> READING PASSAGE:
++++++++++++++++++++

You can hear the anxiousness and worry in Michael Jacobson's voice as he goes over the figures -- childhood obesity and diabetes are on the rise, funding for physical education programs is being cut from school budgets, and then there's the soda problem.
"The extremes are just astronomical," he said, pointing to the fact many boys and girls are downing five to seven cans of sugary beverages a day.
Most kids aren't drinking that much, but they still have two to three cans of soda per day, which make up about 15 percent of those children's daily caloric intake. Jacobson, the head of the Center for Science in the Public Interest, calls these drinks "liquid candy" and said they are the largest factor behind the American obesity epidemic.
But even though study after study has shown the connection between sugary drinks and childhood obesity, there is no consensus on how to get children to pass on the pop.
Jacobson and his group are taking an aggressive -- some say misguided -- approach to limiting kids' soft drinks consumption. They are asking the Food and Drug Administration to put warning labels about obesity on soda containers.

++++++++++++++++++++

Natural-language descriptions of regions
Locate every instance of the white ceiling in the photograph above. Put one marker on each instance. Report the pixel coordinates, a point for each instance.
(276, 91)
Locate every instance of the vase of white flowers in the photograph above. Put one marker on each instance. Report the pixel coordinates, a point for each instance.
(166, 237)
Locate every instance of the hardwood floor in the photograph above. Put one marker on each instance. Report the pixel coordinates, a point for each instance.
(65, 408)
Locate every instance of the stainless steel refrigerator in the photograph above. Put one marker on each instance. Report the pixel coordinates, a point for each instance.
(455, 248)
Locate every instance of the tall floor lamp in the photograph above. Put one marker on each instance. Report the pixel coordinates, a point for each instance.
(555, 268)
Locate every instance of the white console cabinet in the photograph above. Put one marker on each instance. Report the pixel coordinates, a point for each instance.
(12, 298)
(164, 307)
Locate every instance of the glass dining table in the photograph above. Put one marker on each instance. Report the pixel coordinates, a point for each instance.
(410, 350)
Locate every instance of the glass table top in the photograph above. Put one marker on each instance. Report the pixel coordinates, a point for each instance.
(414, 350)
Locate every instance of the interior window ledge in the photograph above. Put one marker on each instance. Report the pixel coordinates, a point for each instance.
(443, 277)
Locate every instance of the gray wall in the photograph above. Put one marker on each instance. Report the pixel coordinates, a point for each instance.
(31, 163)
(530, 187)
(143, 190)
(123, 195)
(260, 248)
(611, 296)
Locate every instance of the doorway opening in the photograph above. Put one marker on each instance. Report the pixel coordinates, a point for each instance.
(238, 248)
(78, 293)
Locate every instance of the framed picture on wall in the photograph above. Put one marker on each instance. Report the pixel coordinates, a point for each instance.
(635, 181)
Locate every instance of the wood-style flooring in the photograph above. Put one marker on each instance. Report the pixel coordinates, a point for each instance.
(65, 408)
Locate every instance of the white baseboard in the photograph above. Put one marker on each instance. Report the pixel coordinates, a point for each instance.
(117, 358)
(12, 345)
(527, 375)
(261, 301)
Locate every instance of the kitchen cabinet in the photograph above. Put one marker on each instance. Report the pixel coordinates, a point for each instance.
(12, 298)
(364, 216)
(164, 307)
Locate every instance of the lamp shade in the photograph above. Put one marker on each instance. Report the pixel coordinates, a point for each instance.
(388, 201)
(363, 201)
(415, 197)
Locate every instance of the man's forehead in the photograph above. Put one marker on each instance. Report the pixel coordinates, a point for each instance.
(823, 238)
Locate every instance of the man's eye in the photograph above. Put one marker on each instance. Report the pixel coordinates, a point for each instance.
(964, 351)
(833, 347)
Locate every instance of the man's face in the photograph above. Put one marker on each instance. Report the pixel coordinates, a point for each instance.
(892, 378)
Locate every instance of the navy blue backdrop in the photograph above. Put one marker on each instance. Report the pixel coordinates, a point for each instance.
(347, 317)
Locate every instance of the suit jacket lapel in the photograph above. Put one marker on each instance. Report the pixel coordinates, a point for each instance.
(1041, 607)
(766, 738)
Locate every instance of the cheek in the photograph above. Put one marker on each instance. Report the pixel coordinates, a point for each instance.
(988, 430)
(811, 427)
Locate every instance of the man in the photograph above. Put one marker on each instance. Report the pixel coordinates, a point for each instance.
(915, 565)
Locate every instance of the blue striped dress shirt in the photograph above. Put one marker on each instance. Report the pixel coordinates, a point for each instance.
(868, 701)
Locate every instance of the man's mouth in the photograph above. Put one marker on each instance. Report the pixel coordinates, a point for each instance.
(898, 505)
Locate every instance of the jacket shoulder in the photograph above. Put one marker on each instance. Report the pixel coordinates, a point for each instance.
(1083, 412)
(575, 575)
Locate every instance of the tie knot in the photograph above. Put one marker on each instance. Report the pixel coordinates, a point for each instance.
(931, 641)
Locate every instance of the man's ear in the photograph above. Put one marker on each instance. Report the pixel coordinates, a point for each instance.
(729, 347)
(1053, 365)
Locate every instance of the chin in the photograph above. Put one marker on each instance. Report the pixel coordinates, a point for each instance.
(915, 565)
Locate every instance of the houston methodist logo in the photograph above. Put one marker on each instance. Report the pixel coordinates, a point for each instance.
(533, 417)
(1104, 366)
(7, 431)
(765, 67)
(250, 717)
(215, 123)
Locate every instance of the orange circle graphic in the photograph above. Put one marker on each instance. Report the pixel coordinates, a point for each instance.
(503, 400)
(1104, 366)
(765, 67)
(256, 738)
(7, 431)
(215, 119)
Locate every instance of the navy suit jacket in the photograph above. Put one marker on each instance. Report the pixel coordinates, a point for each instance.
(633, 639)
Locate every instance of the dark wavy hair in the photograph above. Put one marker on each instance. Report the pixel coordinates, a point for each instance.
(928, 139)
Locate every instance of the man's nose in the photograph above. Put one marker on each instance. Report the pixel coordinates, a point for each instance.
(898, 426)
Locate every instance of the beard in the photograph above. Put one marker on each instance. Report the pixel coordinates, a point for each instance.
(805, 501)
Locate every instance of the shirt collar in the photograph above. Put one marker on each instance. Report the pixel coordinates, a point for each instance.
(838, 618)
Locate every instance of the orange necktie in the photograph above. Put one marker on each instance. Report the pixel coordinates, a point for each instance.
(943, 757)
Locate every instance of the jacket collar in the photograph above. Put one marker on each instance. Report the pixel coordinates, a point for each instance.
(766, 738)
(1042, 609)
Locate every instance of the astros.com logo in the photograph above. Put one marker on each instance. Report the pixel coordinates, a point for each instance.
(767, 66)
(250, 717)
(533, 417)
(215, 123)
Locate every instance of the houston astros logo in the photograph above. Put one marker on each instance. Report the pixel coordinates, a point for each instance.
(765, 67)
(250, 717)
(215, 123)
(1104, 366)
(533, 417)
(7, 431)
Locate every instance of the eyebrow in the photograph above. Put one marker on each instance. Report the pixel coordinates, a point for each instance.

++++++++++++++++++++

> TASKS TO CARRY OUT:
• 1. In the passage about children and soda, what does Michael Jacobson call sugary drinks?
• 2. Please continue the passage about children and soda, starting after its final sentence on warning labels.

> WRITTEN RESPONSES:
• 1. He calls them "liquid candy."

• 2.
"We see public officials wringing their hands about the obesity epidemic, but what are they doing about it?" Jacobson said. He argues that pressuring the FDA can force the soft drink manufacturers to debate the merits of their product.
But not all health experts believe soda can warning labels would help.
Dietician Keith Ayoob, a professor of pediatric nutrition at the Albert Einstein College of Medicine in New York, said the labels might even cause a backlash. "I think they've had it with people telling them what they can and can't do," he said.
Two Los Angeles teens, 17-year-old Josh Stern and 18-year-old Marissa Verity, seemed unimpressed by the possibility of soda warning labels. "I probably wouldn't care that much," Stern said. Verity agreed, saying, "I'm old enough to know what to eat."
Both thought it would have an effect on their parents, however.
The American Beverage Association, the group representing soft drink manufacturers, has also argued warning labels would be ineffective.
"Just putting a 'yuck' sticker on it isn't going to work," said Connie Dieckman, director of university nutrition at Washington University in St. Louis.
She also worried that singling out soft drinks would send the wrong message. "If we're going to label one food, we better get ready for labels on lots of different foods, couches, cars, televisions and computers since all of those things might play a role in the growing problem of obesity," she said.
But some, like Harvard professor Dr. David Ludwig, who directs the obesity program at Children's Hospital Boston, take issue with this argument. "To say that soft drinks are only part of the problem, so we shouldn't focus on soft drinks, is specious and self-serving," he said.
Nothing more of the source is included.